THE DATA:
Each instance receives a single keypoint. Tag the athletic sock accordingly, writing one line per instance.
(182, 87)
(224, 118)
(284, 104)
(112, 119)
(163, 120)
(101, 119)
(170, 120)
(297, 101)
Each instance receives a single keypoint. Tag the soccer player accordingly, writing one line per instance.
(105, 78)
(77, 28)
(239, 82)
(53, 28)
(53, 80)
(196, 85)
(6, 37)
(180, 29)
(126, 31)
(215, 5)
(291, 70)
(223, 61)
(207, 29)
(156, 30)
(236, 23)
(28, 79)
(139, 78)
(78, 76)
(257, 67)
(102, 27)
---
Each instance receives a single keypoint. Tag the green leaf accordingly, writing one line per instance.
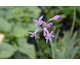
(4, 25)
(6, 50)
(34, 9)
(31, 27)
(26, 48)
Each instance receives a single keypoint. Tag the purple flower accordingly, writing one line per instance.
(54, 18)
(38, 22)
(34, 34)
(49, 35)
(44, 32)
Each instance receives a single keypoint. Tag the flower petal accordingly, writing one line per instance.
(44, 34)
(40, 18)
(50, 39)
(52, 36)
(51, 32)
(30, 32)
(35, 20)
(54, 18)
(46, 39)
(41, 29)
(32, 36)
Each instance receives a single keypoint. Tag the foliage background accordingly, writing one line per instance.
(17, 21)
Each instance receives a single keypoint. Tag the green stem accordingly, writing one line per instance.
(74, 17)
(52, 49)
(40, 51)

INSTRUCTION: Show each line in the entries above that contains the word "flower".

THE SOLUTION:
Each instance receives a single keypoint. Tag the purple flower accordingly, writing one line per instance.
Each instance receives a single keypoint. Tag the flower petal accordingly, writing one line per instance.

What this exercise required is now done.